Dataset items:
● ● ● ● ●

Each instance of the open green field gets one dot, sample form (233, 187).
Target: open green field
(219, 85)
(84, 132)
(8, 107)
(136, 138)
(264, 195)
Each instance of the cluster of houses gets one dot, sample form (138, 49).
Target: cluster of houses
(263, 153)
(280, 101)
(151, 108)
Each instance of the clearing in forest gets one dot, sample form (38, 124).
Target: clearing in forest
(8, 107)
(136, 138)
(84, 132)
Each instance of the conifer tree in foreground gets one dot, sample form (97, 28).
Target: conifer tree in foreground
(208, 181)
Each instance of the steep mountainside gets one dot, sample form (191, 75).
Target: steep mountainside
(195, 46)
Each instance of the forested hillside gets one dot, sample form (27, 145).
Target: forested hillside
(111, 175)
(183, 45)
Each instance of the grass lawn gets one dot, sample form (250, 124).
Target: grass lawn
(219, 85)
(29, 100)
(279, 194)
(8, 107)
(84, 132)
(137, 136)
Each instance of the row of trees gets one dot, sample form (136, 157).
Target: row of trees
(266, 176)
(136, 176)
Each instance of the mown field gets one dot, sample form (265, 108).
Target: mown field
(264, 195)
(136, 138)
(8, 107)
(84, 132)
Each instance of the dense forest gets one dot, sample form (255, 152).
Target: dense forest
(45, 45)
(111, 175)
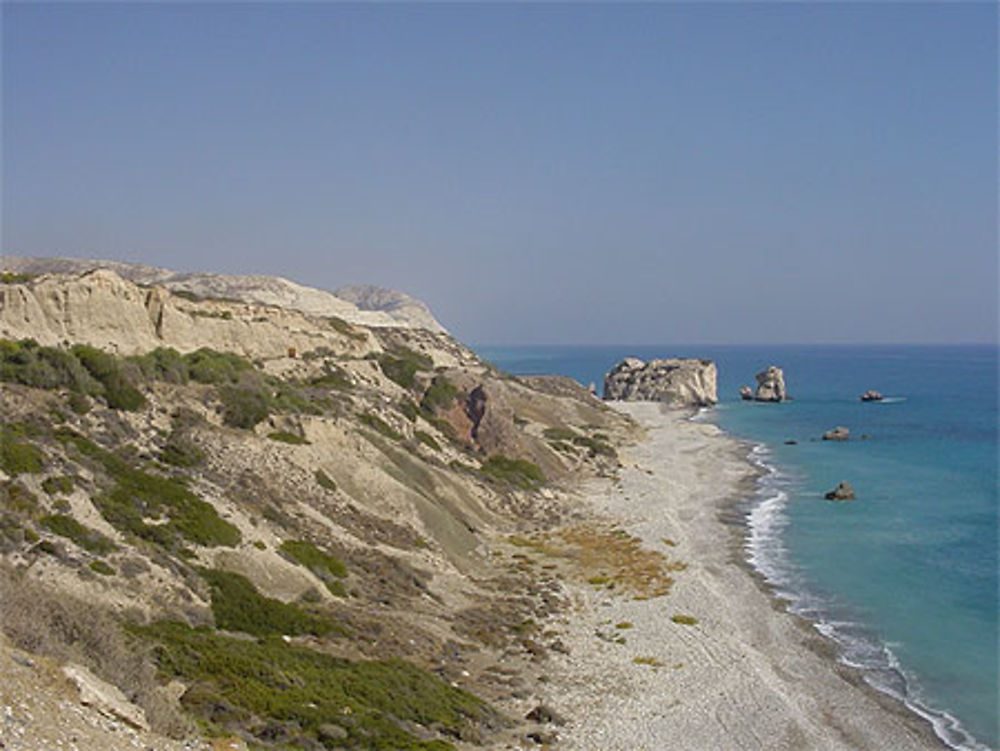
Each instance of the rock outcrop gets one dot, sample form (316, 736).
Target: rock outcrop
(839, 433)
(843, 492)
(365, 306)
(676, 381)
(770, 386)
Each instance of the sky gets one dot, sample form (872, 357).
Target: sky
(538, 174)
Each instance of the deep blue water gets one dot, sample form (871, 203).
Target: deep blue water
(905, 577)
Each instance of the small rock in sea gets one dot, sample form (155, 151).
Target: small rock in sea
(839, 433)
(843, 492)
(545, 714)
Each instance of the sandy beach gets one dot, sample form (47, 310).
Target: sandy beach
(746, 674)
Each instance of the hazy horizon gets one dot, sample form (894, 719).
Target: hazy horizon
(553, 174)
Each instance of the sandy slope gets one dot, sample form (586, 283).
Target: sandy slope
(747, 675)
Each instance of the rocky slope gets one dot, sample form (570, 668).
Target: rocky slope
(281, 527)
(368, 305)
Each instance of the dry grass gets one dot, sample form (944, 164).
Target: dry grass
(605, 556)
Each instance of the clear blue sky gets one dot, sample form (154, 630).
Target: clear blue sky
(537, 173)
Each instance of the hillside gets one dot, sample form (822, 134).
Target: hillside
(280, 527)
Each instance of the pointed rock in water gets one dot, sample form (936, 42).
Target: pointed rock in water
(680, 382)
(839, 433)
(771, 385)
(843, 492)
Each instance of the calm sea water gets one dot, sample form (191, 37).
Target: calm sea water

● ● ● ● ●

EXERCISE DESCRIPTION: Reproduce every one of the rows above verbatim, omitting the pictures.

ANSWER TO THIS PROBLEM:
Each instance of the open green field gets one dot, sample form (233, 187).
Target: open green field
(219, 85)
(84, 132)
(8, 107)
(136, 138)
(264, 195)
Each instance of the cluster of houses gets one dot, sample form (138, 49).
Target: cluster of houses
(263, 153)
(280, 101)
(151, 108)
Each instance of the clearing in forest gets one dot, sample form (38, 124).
Target: clearing in forest
(8, 107)
(136, 138)
(84, 132)
Each instance of the conifer tree in foreground gets one dot, sample form (97, 28).
Target: conifer tree in foreground
(208, 181)
Each instance of the steep mountainside gets one dot, sample form (191, 75).
Target: steep mountainside
(195, 46)
Each instance of the forested hillside gets one dot, sample form (27, 145).
Target: forested hillside
(111, 175)
(183, 45)
Each instance of the grass lawn gets one dot, sample form (250, 124).
Target: grass lawn
(219, 85)
(29, 100)
(279, 194)
(8, 107)
(84, 132)
(137, 136)
Each instance of the row of trees gets one dot, sample form (136, 157).
Target: row of trees
(266, 176)
(136, 176)
Each instance of the mown field gets one dot, sample form (265, 108).
Target: mown field
(264, 195)
(136, 138)
(8, 107)
(84, 132)
Each instance of the dense forest gets one dot, sample form (255, 152).
Target: dense forest
(45, 45)
(111, 175)
Each instance of the rock outcrop gets one dot, sample form (316, 736).
Target: rock outcrop
(839, 433)
(843, 492)
(365, 306)
(676, 381)
(770, 386)
Each instance of the sky gets one dot, sample form (872, 357).
Target: sky
(538, 174)
Each instance of the deep blue water gets one dot, sample form (871, 203).
Target: deep blue water
(905, 577)
Each instance of the small rock in sea gets one dot, sample form (155, 151).
Target: small rock in sea
(839, 433)
(843, 492)
(545, 714)
Each instance of the sandy beach gets one dot, sample form (47, 310).
Target: sandy beach
(746, 674)
Each instance of the hazy horizon gets one dot, sample form (894, 719).
Target: hazy horizon
(553, 174)
Each instance of the sandy slope gets one dot, sample form (586, 283).
Target: sandy slope
(747, 675)
Each instance of the rocky slope gets one dot, sample form (570, 668).
Target: rocky slope
(281, 527)
(368, 305)
Each instance of the dry grass gets one dot, sample form (944, 164).
Target: dry grass
(605, 556)
Each instance of the clear blue sky gets one dot, sample form (154, 630).
Target: clear blue sky
(537, 173)
Each instance of the hillside gets one dot, sample form (822, 134).
Target: hillside
(280, 527)
Each instance of the pointed rock in water gets one dot, sample form (936, 42).
Target: pointed rock in water
(680, 382)
(839, 433)
(771, 385)
(843, 492)
Each instance of the calm sea water gets one dot, sample form (191, 37).
Target: calm sea water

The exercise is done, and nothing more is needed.